§ Task to complete:
Output exactly the lines that run from the start of the records to the line with "wrecked car? Tag one per instance.", counting both ends, and skip the pictures.

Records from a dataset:
'''
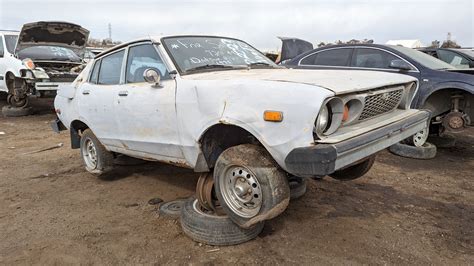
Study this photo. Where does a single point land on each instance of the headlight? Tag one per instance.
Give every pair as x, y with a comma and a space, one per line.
28, 63
323, 119
329, 117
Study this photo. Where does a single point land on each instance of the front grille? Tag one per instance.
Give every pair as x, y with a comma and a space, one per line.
380, 103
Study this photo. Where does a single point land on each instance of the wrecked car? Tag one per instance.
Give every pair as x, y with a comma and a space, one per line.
444, 90
219, 106
39, 58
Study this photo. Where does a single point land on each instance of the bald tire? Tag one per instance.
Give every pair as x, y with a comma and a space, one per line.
354, 171
273, 182
105, 158
212, 229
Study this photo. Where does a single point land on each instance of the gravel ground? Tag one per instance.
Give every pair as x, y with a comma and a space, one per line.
53, 212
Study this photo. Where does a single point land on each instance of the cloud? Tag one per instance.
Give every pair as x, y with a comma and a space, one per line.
258, 22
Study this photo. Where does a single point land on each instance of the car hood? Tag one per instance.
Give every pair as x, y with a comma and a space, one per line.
338, 81
53, 33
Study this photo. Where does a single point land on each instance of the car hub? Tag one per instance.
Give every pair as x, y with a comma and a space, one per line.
241, 191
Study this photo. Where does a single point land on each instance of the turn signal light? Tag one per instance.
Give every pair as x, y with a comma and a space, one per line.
273, 116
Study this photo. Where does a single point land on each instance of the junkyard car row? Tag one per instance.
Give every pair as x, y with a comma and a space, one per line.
220, 107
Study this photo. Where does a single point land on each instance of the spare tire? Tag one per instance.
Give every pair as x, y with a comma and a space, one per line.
425, 152
213, 229
9, 111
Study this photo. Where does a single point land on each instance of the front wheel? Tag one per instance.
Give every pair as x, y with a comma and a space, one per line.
250, 186
96, 158
18, 102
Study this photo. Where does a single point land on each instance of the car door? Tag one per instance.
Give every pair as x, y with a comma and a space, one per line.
146, 112
330, 58
97, 98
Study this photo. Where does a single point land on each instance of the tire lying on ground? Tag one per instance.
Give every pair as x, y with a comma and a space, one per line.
212, 229
97, 160
354, 171
297, 187
249, 185
443, 142
9, 111
425, 152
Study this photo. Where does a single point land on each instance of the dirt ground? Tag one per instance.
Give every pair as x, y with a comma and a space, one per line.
53, 212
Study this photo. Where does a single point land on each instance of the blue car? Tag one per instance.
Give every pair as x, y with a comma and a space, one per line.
444, 90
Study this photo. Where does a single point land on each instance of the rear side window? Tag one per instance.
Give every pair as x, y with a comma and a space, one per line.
111, 68
333, 57
95, 72
141, 58
372, 58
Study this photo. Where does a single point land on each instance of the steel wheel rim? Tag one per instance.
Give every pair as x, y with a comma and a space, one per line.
420, 137
89, 153
241, 191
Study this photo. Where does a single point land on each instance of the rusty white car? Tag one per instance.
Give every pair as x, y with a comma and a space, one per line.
219, 106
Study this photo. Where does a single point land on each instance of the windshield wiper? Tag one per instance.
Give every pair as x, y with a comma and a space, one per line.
211, 66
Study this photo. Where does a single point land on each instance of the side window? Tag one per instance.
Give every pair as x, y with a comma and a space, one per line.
2, 49
140, 58
453, 58
95, 72
372, 58
332, 57
111, 68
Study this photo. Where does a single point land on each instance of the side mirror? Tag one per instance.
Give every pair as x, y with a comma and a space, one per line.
400, 65
152, 76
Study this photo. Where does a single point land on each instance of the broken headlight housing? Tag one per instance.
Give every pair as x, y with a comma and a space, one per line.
329, 117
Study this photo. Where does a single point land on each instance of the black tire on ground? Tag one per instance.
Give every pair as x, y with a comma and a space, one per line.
96, 158
23, 102
354, 171
425, 152
442, 142
297, 186
172, 209
212, 229
9, 111
266, 178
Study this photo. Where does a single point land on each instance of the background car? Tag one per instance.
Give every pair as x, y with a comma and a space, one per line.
447, 94
462, 58
39, 58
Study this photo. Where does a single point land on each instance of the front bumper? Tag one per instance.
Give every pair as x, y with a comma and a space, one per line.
324, 159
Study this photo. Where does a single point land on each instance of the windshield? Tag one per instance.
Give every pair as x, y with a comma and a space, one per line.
49, 53
11, 42
198, 53
467, 52
422, 58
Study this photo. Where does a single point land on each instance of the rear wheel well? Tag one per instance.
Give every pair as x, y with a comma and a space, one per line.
220, 137
76, 128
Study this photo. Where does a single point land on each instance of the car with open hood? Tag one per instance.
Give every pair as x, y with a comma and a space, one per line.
39, 58
219, 106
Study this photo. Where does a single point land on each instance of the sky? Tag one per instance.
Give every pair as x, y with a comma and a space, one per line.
258, 22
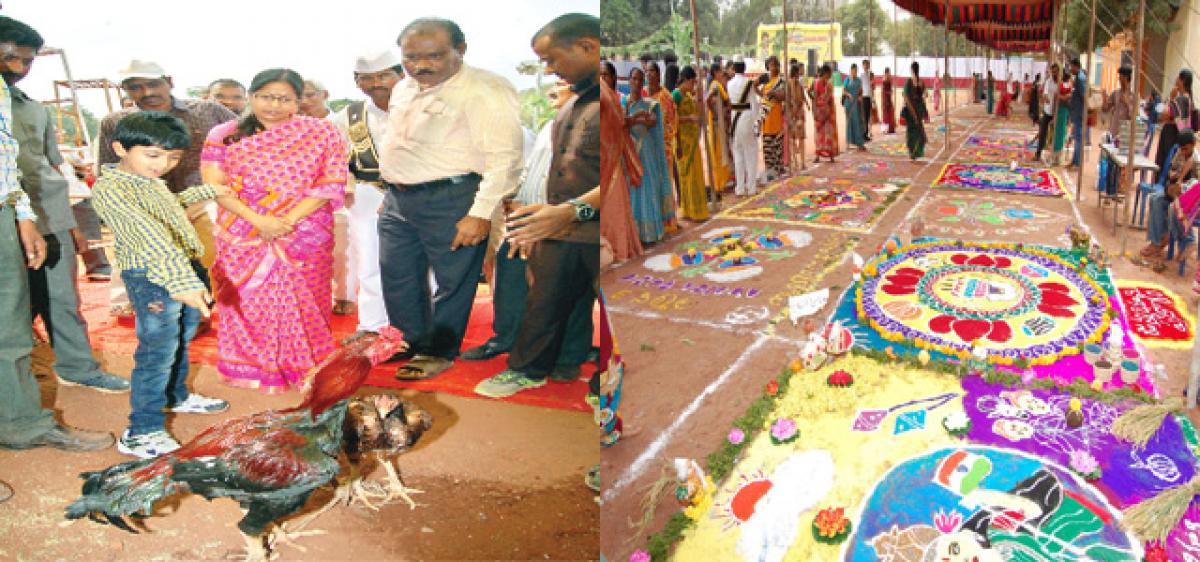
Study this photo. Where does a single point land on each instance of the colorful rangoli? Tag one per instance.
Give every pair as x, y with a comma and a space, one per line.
983, 503
730, 255
821, 202
1000, 178
989, 215
1011, 303
1007, 489
1157, 316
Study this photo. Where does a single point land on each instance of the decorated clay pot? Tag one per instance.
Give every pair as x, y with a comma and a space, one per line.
1129, 371
1104, 371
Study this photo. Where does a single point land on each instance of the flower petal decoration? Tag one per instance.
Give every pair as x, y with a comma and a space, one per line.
970, 329
1000, 332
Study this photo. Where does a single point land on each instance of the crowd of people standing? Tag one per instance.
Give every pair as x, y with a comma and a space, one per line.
756, 132
430, 175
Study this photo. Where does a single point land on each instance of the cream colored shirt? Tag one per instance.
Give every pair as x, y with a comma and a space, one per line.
469, 123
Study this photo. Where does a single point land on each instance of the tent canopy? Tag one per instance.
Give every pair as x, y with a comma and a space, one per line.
1013, 25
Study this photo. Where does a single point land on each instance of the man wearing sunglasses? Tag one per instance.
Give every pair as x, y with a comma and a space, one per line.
149, 87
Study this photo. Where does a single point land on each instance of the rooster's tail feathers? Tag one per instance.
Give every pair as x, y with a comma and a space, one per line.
123, 490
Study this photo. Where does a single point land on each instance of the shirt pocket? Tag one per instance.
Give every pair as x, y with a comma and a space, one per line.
433, 124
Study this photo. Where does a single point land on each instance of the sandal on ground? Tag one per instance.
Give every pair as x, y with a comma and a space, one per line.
423, 368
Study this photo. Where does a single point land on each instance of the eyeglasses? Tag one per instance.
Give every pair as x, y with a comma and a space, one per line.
276, 100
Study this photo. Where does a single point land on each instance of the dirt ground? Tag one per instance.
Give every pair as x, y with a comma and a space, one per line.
501, 482
687, 381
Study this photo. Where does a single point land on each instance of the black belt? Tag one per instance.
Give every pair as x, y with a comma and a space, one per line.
435, 184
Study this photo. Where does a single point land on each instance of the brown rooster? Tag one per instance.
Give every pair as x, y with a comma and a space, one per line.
270, 461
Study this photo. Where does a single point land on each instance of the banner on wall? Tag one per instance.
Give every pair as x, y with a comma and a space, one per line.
802, 37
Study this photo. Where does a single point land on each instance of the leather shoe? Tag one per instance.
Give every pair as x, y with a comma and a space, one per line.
70, 438
481, 353
564, 374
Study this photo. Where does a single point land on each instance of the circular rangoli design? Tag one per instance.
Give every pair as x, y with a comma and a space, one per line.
1011, 303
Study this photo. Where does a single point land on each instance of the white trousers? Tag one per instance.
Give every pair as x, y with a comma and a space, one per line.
363, 259
745, 156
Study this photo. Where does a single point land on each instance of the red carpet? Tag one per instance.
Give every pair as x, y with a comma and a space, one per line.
115, 338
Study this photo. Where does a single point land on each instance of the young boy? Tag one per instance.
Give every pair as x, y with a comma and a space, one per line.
157, 251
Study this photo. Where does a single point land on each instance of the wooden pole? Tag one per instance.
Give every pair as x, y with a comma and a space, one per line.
1133, 123
1091, 47
785, 69
1054, 102
832, 18
946, 70
703, 112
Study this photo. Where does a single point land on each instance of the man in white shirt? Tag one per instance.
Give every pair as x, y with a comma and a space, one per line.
365, 123
1049, 93
315, 100
451, 153
745, 107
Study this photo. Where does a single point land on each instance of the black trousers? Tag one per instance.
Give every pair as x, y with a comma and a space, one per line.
867, 117
415, 231
562, 274
1043, 130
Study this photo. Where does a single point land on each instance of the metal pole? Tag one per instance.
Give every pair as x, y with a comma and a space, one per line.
1091, 47
832, 18
946, 54
785, 69
703, 106
1137, 73
1054, 101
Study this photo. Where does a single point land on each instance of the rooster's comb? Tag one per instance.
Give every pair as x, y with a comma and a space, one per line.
385, 345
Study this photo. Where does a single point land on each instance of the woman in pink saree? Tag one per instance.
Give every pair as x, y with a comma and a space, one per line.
274, 241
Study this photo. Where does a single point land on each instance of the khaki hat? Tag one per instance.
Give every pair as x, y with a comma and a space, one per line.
141, 69
376, 61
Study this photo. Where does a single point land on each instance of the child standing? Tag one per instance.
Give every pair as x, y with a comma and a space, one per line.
159, 252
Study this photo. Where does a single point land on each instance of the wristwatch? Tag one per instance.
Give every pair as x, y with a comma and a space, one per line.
583, 211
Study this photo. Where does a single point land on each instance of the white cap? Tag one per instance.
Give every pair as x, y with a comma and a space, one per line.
141, 69
376, 61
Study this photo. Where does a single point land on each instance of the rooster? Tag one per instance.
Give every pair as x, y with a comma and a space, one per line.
269, 461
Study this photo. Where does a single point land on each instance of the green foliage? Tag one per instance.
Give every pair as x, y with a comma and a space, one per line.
855, 18
69, 121
660, 543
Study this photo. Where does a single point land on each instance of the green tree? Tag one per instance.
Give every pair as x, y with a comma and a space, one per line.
69, 121
855, 18
618, 23
1115, 16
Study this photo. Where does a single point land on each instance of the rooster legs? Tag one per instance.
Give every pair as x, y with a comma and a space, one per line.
395, 488
256, 550
282, 534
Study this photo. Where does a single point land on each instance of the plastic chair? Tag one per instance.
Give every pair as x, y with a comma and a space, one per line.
1182, 245
1141, 198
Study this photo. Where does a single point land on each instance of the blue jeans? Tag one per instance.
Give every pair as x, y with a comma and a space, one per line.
1162, 222
165, 328
415, 232
1077, 133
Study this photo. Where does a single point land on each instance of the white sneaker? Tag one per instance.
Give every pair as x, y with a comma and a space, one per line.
199, 404
147, 446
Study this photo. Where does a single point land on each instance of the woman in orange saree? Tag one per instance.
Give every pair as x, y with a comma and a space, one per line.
274, 243
619, 167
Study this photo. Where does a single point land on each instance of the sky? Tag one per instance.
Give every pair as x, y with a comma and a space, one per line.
199, 41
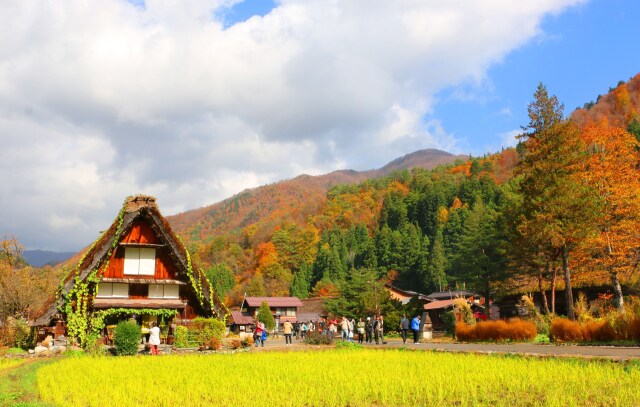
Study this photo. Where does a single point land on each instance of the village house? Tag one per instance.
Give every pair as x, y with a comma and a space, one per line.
404, 296
282, 309
137, 269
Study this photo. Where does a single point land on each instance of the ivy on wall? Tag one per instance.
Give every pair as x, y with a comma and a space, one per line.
81, 323
84, 323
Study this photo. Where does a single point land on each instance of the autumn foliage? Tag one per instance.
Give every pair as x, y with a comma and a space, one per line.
513, 330
617, 328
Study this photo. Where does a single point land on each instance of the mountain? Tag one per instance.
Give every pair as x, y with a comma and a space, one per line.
292, 200
40, 258
620, 107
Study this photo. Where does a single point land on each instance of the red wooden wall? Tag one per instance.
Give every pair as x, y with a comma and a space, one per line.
141, 232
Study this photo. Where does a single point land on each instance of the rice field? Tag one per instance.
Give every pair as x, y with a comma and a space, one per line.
360, 377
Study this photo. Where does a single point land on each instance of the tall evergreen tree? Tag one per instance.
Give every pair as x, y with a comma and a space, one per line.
557, 207
437, 264
301, 284
480, 260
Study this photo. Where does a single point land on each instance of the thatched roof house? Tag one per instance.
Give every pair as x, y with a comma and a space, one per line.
137, 266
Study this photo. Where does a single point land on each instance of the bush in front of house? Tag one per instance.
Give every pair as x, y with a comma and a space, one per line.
514, 330
205, 330
181, 337
126, 338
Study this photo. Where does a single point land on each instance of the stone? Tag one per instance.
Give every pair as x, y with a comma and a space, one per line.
58, 349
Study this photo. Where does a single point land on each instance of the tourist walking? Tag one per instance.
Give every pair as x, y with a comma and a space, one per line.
287, 329
333, 329
154, 338
378, 329
257, 334
344, 325
369, 328
296, 330
415, 327
360, 326
404, 328
352, 325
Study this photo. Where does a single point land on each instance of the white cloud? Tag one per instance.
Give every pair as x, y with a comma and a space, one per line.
99, 100
509, 138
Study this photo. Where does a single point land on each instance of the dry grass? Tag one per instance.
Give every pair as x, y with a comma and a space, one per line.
514, 330
616, 328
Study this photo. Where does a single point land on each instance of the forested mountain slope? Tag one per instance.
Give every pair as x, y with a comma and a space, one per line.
291, 200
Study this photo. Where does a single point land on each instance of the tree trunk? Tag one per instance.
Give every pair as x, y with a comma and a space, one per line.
553, 289
545, 304
618, 300
567, 283
487, 303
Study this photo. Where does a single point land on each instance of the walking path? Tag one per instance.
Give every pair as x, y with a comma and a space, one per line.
607, 352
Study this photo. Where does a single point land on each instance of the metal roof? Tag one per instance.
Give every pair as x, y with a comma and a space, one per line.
274, 301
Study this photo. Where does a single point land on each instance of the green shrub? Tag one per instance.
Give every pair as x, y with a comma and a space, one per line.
207, 329
24, 336
181, 335
126, 338
93, 345
315, 338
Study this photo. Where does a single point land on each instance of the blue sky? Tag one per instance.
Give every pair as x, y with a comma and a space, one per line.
583, 51
192, 104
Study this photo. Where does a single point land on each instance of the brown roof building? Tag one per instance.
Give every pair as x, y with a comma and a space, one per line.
138, 265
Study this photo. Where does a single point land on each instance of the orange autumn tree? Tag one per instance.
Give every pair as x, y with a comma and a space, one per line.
611, 170
277, 278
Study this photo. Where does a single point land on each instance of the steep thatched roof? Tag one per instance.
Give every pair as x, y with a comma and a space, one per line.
135, 208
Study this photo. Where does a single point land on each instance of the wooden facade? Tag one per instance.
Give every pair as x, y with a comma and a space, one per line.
141, 265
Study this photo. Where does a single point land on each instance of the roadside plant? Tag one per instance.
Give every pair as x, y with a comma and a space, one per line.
126, 338
181, 334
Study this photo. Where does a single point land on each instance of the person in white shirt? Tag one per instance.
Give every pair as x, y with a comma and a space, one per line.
154, 338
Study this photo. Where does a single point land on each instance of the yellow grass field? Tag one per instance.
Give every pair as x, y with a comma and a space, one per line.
360, 377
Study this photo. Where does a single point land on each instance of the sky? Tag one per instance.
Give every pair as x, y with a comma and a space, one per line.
192, 102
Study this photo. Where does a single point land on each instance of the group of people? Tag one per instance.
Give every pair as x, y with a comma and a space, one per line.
365, 330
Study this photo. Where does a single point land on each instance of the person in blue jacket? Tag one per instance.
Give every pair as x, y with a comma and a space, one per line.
415, 327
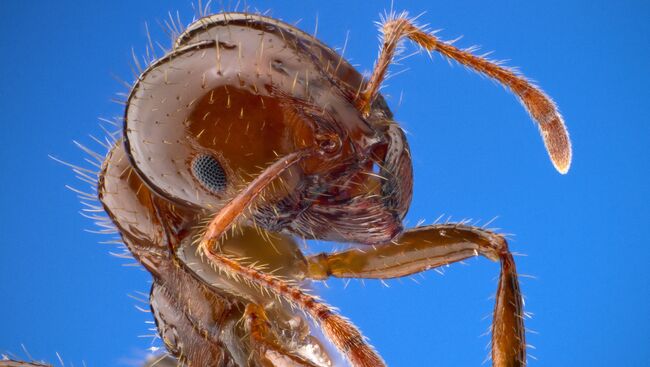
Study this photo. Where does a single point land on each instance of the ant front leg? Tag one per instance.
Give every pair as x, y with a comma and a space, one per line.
266, 346
343, 334
428, 247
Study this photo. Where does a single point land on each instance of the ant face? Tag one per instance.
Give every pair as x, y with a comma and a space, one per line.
234, 96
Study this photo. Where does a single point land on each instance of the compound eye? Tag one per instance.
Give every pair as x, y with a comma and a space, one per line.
209, 173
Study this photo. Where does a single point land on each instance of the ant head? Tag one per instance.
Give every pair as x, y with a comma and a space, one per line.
235, 94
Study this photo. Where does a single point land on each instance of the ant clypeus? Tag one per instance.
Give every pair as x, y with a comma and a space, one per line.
250, 133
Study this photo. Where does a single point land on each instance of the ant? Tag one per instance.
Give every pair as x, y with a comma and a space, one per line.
250, 134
'''
§ Solution to this problem:
Study this photo. Where does a single point land on each instance of the headlight? Tag one per instance.
Give every pair as x, y with a comma and a space, one per line.
28, 63
323, 119
329, 117
Study this photo. Where does a single point land on each instance of the front grille? Tag one per instance.
Give every pair as x, y with a comma and a space, one per line.
380, 103
Study this photo. Where does a single point land on each instance of the wrecked car? Tag one per instance.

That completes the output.